# Start of INPUT FOR THIS TASK
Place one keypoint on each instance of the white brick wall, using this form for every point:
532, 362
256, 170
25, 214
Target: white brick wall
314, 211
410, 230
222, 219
# End of INPUT FOR THIS TASK
- _TASK OBJECTIVE_
Render the rows above as a numbered list, leaving out any blank lines.

- _FULL OUTPUT_
1. Place one keypoint on each instance of the white brick wall, using this form for every point:
2. 532, 362
3. 256, 170
4. 25, 214
5. Target: white brick wall
6. 314, 211
7. 410, 230
8. 222, 219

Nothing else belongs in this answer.